Task prompt -
Rewrite every one of the entries below, changing each "Target" to "Item" and leaving everything else as it is. Omit the pictures from your version.

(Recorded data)
%%
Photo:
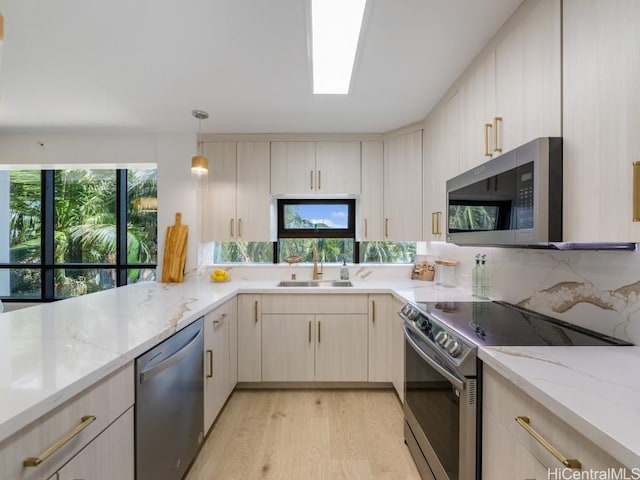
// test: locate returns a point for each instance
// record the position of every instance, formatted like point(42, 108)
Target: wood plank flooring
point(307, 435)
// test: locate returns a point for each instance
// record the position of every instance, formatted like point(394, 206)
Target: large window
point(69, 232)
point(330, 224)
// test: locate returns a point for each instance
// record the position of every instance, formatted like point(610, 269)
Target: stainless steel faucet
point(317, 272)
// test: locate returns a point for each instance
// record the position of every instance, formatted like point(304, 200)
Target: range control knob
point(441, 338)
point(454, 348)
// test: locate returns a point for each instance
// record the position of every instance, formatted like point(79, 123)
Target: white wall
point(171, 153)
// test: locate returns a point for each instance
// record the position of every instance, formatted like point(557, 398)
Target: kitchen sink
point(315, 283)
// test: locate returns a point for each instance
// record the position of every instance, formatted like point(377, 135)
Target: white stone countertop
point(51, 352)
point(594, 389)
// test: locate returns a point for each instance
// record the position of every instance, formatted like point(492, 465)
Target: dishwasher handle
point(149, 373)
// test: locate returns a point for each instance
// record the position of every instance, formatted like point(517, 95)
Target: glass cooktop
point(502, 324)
%%
Response -
Photo:
// test: locate returns a point for each instance
// record the position of every instance, formatted like point(42, 108)
Item: wood plank flooring
point(307, 435)
// test: locate returns a point for each instance
// record the position of every instance, formatted like point(394, 206)
Item: large window
point(69, 232)
point(330, 224)
// test: locate returns a point for each instance
// record the position of every instance, formatted like point(610, 269)
Item: stainless steel faucet
point(317, 272)
// test: locate returns a point for each instance
// record the position of every instance, formatted like point(304, 200)
Item: range control knob
point(441, 338)
point(454, 348)
// test: locate returns a point for each instance
// record the position of every instance, formatted like point(79, 123)
Item: white wall
point(171, 153)
// test: locate returns a point for each instance
// record the position of every instance, formatted like point(557, 398)
Item: kitchen sink
point(315, 283)
// test: locate returns a point for each instance
// record the position of every instance, formatted like point(377, 135)
Item: white stone countertop
point(51, 352)
point(594, 389)
// test: locate returns a point for each instance
// record the position of every instance, formatted like point(492, 465)
Item: dishwasher handle
point(149, 373)
// test: locate returns a point for each instance
// record the position of every instance, formatted like point(517, 95)
Item: glass cooktop
point(502, 324)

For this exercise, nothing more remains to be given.